▶ _WHAT TO PRODUCE_
Below are records; reproduce exactly the lines from the first through the one containing "of the metal".

▶ _MATERIAL FOR THE TASK_
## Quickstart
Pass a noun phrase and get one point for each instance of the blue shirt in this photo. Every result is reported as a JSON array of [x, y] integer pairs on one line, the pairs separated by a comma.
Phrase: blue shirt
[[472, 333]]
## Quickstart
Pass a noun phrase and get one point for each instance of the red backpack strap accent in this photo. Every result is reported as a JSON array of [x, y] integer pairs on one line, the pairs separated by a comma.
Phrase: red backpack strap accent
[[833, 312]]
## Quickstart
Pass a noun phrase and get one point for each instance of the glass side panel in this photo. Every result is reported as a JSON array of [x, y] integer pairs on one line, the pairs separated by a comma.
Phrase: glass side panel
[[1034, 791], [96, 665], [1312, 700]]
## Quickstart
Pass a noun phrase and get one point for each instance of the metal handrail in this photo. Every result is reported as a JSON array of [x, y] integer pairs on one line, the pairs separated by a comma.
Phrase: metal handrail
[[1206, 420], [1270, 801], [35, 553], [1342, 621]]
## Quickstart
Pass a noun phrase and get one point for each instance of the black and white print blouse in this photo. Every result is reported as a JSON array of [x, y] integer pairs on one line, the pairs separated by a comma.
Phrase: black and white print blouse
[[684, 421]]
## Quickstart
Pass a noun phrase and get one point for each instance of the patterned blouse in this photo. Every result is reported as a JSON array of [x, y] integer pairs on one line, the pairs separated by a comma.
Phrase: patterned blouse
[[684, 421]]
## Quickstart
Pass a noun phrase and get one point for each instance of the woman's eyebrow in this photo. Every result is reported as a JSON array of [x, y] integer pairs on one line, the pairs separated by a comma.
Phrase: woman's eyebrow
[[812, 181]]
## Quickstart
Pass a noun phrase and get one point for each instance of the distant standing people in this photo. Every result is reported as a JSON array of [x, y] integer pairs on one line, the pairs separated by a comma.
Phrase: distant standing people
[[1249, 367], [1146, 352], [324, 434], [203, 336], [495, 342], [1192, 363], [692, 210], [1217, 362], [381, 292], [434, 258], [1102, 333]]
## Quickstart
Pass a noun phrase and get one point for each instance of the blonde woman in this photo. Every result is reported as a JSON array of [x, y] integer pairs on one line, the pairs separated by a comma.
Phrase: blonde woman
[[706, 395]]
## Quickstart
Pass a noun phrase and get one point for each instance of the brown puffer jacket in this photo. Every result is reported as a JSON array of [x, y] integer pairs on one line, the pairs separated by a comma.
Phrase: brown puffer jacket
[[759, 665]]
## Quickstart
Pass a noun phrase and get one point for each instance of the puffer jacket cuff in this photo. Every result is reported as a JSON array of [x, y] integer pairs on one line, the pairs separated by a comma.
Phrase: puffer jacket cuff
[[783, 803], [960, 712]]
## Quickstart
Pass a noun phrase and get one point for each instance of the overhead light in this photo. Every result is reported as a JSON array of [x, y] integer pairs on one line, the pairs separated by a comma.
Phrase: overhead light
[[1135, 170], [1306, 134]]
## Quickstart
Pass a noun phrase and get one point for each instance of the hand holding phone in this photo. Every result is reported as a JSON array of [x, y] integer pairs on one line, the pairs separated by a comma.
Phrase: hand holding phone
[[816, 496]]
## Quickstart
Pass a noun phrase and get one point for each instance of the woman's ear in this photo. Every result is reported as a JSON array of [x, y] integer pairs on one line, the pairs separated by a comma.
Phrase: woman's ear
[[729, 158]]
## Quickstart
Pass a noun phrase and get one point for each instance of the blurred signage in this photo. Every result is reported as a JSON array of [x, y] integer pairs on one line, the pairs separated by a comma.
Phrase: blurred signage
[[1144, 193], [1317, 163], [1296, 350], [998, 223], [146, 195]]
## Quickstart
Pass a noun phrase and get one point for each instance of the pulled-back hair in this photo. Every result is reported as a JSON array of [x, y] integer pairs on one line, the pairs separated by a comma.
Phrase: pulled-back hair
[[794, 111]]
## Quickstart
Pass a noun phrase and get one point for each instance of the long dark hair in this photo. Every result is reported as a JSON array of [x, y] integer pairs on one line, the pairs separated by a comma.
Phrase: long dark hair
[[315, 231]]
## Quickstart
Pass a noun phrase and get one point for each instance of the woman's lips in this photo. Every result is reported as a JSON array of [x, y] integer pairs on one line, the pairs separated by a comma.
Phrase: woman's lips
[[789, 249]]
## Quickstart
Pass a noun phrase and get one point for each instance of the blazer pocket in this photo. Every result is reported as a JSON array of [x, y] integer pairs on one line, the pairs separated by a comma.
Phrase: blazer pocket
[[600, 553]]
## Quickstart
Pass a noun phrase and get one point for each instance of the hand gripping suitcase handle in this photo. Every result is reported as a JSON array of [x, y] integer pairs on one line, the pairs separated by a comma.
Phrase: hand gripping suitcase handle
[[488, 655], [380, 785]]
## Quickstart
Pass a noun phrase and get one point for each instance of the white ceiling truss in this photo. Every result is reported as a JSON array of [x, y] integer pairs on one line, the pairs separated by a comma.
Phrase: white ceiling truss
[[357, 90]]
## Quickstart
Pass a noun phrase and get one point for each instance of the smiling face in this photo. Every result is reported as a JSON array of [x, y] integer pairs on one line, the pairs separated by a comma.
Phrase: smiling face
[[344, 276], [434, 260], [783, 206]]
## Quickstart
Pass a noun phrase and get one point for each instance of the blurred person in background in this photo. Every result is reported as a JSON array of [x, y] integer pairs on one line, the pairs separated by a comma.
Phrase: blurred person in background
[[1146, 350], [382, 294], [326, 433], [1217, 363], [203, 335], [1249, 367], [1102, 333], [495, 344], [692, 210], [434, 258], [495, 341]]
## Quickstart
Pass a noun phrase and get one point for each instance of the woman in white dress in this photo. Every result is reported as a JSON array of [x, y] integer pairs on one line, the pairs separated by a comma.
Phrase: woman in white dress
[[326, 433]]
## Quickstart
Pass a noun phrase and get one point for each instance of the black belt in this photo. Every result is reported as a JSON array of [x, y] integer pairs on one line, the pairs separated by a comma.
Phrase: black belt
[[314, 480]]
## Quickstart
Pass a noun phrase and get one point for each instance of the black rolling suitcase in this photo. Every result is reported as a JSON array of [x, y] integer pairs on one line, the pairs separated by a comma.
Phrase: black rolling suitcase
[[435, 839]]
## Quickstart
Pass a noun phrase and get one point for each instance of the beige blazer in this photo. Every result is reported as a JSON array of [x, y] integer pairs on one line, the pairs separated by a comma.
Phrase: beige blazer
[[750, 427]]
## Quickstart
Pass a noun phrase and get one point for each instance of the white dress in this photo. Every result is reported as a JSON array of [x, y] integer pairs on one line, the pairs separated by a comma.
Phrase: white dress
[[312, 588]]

▶ _WRITTEN SOLUTION_
## Quickstart
Pass a noun phrase and get one point for each instance of the blue shirt in this photo. Every result is reported as a JSON array of [x, y] integer pairs on one line, the pairs separated by a comma.
Phrase: blue shirt
[[472, 333]]
## Quickstart
Pass a noun phrase and get one point for each instance of the red backpack strap accent in this photo. Every result is reported as a JSON array of [x, y] integer pairs on one line, the pairs separated by a comma.
Phrase: red backpack strap accent
[[833, 312]]
## Quickstart
Pass a noun phrase and get one point for each instance of the glass side panel in this photo. Every result is reported as a JSON array of [x, y] integer pairs on one line, the pairs separated by a comma.
Phrase: glass side panel
[[1034, 791], [96, 665], [1312, 700]]
## Quickstart
Pass a noun phrase and get one point for each instance of the metal handrail in this photo. Every result is reported as a JSON array of [x, y] integer pairs on one line, the pairs separated by a comma.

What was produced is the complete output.